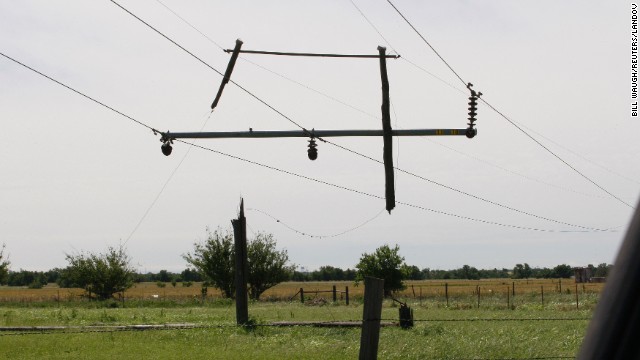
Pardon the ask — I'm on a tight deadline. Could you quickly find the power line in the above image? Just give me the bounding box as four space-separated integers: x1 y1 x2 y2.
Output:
380 0 635 209
387 0 467 87
124 110 213 245
110 0 606 231
109 0 311 135
325 136 608 231
0 52 160 134
0 52 588 236
480 98 635 209
247 208 385 239
176 139 604 232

================

▶ **Aim**
Return every text line of the listing above verbatim, character for character, and leave out the picture.

▶ **Output**
Pardon the ask — I'm on a tight deadline. Could you quickly find the power line in the above image? Just give me the bounding box as four space-separated integers: x1 y1 x2 y2.
Output:
380 0 635 209
387 0 467 87
124 110 213 245
110 0 606 231
109 0 311 135
325 136 608 231
0 52 160 134
0 52 588 236
480 98 635 209
247 208 385 239
176 139 604 232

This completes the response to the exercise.